TASK TO COMPLETE. Count how many lines in the entries below hold the string "floor", and respond with that number only.

SUPPLIED DATA.

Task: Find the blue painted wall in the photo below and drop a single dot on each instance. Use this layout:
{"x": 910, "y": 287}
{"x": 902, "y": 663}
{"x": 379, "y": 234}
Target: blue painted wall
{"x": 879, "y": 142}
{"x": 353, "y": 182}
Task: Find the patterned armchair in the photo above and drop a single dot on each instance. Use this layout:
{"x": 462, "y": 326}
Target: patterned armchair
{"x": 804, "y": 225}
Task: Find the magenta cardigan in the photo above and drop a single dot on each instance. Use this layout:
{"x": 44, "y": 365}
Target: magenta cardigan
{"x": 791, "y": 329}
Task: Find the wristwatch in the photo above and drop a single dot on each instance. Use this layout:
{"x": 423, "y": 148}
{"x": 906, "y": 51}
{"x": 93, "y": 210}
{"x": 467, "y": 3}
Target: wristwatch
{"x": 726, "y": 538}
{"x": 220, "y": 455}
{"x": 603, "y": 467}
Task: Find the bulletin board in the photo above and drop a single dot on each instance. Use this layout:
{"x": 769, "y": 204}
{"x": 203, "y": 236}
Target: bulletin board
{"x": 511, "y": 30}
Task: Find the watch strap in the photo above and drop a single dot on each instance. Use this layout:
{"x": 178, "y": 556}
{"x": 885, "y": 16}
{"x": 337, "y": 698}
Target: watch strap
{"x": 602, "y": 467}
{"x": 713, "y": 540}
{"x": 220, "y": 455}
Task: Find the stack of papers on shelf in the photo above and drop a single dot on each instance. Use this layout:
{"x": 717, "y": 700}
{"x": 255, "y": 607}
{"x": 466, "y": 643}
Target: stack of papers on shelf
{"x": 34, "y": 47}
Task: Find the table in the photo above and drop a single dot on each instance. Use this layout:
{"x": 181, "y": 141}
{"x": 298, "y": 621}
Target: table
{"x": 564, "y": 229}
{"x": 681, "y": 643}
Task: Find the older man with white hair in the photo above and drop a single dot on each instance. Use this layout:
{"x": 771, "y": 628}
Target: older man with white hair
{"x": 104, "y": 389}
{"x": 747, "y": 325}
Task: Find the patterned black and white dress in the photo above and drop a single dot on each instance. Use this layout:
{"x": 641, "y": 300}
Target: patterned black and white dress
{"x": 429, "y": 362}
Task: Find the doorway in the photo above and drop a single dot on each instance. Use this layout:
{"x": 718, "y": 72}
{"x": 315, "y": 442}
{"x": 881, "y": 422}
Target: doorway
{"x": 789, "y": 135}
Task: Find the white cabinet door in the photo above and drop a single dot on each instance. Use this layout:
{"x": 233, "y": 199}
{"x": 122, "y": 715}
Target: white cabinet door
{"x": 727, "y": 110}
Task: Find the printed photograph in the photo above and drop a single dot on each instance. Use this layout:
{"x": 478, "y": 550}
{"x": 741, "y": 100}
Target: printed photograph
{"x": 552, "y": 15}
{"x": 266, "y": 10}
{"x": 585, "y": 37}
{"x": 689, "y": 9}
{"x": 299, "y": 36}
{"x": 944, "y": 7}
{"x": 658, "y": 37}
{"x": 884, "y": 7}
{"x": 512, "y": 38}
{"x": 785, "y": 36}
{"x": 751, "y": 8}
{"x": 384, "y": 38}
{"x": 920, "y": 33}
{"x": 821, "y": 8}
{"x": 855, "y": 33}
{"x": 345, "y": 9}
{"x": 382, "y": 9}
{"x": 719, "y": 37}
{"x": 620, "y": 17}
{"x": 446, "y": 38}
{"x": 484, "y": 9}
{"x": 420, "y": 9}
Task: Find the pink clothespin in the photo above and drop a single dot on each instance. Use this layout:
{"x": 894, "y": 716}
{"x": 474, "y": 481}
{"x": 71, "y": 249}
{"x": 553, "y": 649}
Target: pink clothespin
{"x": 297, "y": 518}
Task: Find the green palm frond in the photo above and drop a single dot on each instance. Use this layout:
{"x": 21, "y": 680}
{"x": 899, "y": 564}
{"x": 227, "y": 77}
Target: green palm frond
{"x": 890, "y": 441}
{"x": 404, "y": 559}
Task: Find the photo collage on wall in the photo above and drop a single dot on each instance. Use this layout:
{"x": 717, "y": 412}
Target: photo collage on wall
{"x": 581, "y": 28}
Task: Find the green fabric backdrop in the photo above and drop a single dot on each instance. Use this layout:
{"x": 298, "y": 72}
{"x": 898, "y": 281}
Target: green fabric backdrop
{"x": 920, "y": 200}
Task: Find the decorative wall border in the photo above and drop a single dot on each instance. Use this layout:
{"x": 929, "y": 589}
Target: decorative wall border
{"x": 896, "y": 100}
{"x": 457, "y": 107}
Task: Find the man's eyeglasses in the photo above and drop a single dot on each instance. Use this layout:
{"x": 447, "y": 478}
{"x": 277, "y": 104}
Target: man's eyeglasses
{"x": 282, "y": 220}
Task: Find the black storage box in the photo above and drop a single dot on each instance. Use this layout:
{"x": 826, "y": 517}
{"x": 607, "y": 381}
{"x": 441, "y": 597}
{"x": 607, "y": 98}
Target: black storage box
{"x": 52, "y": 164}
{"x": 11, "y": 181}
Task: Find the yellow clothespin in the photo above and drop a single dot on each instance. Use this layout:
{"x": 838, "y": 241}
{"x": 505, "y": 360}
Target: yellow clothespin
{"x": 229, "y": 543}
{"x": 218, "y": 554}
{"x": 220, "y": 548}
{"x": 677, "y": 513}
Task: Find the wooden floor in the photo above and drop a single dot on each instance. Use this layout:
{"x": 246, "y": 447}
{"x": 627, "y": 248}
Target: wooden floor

ANSWER TO THIS EXERCISE. 2